[Part of a data file]
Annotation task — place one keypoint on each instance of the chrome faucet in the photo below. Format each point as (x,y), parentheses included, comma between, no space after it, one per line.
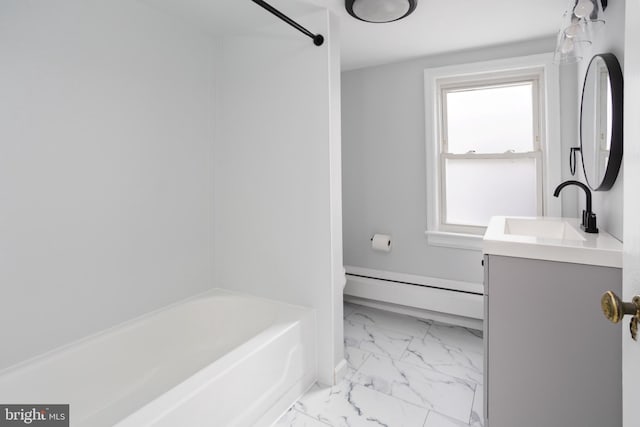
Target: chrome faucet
(588,217)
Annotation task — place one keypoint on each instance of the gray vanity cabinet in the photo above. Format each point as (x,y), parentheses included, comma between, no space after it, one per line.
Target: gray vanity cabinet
(551,357)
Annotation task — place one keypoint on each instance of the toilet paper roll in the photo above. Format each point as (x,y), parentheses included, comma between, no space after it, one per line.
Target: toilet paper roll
(381,242)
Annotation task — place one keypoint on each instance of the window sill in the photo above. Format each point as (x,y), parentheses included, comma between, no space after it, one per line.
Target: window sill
(454,240)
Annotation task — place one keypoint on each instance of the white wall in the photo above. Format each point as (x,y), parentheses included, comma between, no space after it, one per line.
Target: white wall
(607,205)
(384,176)
(278,210)
(106,168)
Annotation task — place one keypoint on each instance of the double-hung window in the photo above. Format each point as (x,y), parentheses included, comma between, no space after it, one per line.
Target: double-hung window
(486,138)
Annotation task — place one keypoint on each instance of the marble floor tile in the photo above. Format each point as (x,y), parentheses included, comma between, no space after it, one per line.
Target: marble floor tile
(435,419)
(352,405)
(422,387)
(477,410)
(388,320)
(294,418)
(348,308)
(375,340)
(445,356)
(464,338)
(355,358)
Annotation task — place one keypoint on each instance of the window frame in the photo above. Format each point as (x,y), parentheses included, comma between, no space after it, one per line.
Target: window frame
(536,68)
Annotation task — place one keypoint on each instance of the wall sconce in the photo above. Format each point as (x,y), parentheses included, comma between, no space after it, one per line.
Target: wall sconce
(380,11)
(580,22)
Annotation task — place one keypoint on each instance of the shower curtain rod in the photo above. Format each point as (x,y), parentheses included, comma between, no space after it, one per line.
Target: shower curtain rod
(317,38)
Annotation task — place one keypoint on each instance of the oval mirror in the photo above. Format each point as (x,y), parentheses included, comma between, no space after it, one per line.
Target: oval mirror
(601,122)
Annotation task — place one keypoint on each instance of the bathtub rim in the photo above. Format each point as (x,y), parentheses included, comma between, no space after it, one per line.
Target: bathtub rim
(58,351)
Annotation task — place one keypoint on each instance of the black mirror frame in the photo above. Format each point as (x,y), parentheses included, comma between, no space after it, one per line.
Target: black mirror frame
(617,102)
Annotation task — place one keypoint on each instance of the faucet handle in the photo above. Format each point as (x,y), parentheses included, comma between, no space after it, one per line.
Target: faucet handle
(589,222)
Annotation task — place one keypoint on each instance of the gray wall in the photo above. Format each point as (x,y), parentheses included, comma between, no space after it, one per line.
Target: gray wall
(607,205)
(106,168)
(384,176)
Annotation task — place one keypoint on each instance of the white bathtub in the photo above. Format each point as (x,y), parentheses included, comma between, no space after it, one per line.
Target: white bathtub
(215,360)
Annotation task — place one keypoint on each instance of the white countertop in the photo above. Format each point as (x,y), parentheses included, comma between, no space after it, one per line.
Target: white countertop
(573,245)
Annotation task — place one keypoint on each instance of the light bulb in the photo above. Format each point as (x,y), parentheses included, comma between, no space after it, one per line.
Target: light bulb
(566,46)
(583,8)
(573,30)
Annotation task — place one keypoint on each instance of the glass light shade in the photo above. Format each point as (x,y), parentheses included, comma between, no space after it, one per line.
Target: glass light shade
(569,50)
(380,11)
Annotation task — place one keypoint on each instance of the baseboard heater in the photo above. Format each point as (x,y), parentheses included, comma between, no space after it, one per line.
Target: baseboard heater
(449,301)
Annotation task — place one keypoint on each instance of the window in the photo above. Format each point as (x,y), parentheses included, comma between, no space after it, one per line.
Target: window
(486,145)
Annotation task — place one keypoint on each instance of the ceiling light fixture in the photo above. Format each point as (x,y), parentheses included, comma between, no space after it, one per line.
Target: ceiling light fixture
(580,23)
(380,11)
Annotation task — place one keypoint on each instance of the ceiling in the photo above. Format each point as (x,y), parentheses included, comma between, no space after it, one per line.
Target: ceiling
(435,27)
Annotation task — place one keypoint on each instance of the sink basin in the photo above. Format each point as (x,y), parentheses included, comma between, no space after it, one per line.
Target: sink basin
(542,228)
(551,239)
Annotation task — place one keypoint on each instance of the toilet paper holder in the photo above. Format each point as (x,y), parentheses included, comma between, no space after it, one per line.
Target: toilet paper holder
(381,242)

§ Exercise aim: Every entry above needs to be retyped exactly; drop the pictures.

§ The result:
Annotation task — place one keypoint on each instance of the chrome faucet in the photo below. Format each point as (x,y), parentheses included, comma between, no space after it, one per line.
Target: chrome faucet
(588,217)
Annotation task — place one keypoint on each instance of the gray vanity cabinet in the photo above. Format each point as (x,y), parentheses included, comma between, no space after it, one per line.
Target: gray vanity cabinet
(551,357)
Annotation task — place one keypoint on each instance of the toilet paper roll in the photo above. Format each point as (x,y), parentheses included, comma between, no space after it, one per line.
Target: toilet paper roll
(381,242)
Annotation task — place one keypoint on each instance of the window sill in the photo above. Format each point as (x,y), parentheses included, comma between, no space after it, one per line.
Target: window sill
(454,240)
Annotation task — place one keypoint on each instance of the white wall in the photo above. Format each point as (x,y), parentheses included, comma between, no space after it, one per line.
Target: white wall
(607,205)
(384,176)
(278,210)
(106,168)
Annotation task — place one keypoint on each instance of the double-hung window in the photo above. Format each point as (x,y), parentheses included, comma between, no space after it, one per line.
Target: double-hung window
(486,138)
Annotation task — place one keypoint on each instance of the marble floor tile in the photo above. Format each point as (x,y), parentheses included, comma between, no space after it, one per line.
Target: marble floor tile
(435,419)
(352,405)
(422,387)
(477,410)
(388,320)
(294,418)
(348,308)
(375,340)
(445,356)
(464,338)
(355,358)
Annotation task — place one keypoint on each instance of the window frame in the photo above. Format each point as (x,y), parentheses included, comma between, no space after it, one per line.
Target: window frame
(536,68)
Annotation task — place one keypoint on each instance of the wall sconce in the photo above. Format each point as (x,y), parentheses included, comma between, no space after it, one per line.
Target: wall sconce
(380,11)
(580,22)
Annotation task — place one keypoint on each instance of the shower curtain rod in the photo above. Format each point as (x,y), parentheses included, comma between, no space after it, one per line.
Target: shower curtain rod
(317,38)
Annotation task — place one keypoint on each instance of the oval mirror in the photo above. Format each point as (x,y), parentheses included, comma between, no space after it, one per line.
Target: oval mirror
(601,122)
Annotation task — place one keypoint on each instance of the bathtub rim in the photo above. Format each point as (x,y), parentheses included, comma between, no space after it, one per line.
Target: bathtub rim
(58,351)
Annotation task — place one keypoint on each instance of the black mirror frame in the photo above. Format each point as (x,y), parentheses included, comma between, no space after it, one per line.
Target: black mirror frame
(617,102)
Annotation task — place one keypoint on each instance of the faucet handle in the photo above. Format each point as (x,y), parentheses included, comma between, no space after it, one per line.
Target: faucet handle
(589,222)
Annotation task — place one keypoint on each instance of the gray wall in the photo above. Format each point as (x,y), parentheses included, comma between, no space after it, one per line.
Target: gray wall
(607,205)
(106,168)
(384,176)
Annotation task — place one keypoint on each instance of the white bathtub in the photo above. Format each point as (x,y), parentheses included, comma between, no space after it, one per line.
Target: white bathtub
(215,360)
Annotation task — place one keypoint on each instance of the white countertop in the photo above. Format each point as (x,y), parentheses included, comma between, no space after it, one per line.
Target: white countertop
(573,245)
Annotation task — place one keypoint on each instance of the light bulb in the photo above. Format each point as (x,y), parentheses included, comma between, no space after it, one per line.
Target: light bulb
(566,46)
(583,8)
(573,30)
Annotation task — place one keypoint on each instance of the glass light shade in the photo above. Format each point as (x,y), parentheses included, comma between, no space after it, one per line.
Target: glass light shade
(569,50)
(380,11)
Annotation task — place one keypoint on each instance of the baseboard heater in the photo above. Format each point as (x,y), parentheses included, comma between, no space after it, one per line.
Target: baseboard heater
(449,301)
Annotation task — place one keypoint on each instance of the window in the photo above. Format each point as (x,y), parentheses included, comma between, no space after it, one per line.
Target: window
(486,145)
Annotation task — place one keypoint on each instance of the ceiling light fixture in the photo above. Format each point as (x,y), parentheses included, comma between, no space after it, one per line.
Target: ceiling light fixture
(580,23)
(380,11)
Annotation task — place one keypoint on each instance of the ceiling in the photo above. Format each point as (x,y), parentheses included, comma between, no space after it, one per line.
Target: ceiling
(435,27)
Annotation task — place one keypoint on each instance of the sink basin in the photo above. Format each point as (x,y), parentheses included, comma between, no space after it, one per line.
Target: sink basin
(542,228)
(551,239)
Annotation task — place one keypoint on each instance of the toilet paper holder in the photo above. Format each point as (x,y), parentheses included, comma between, no space after it, one per line.
Target: toilet paper holder
(381,242)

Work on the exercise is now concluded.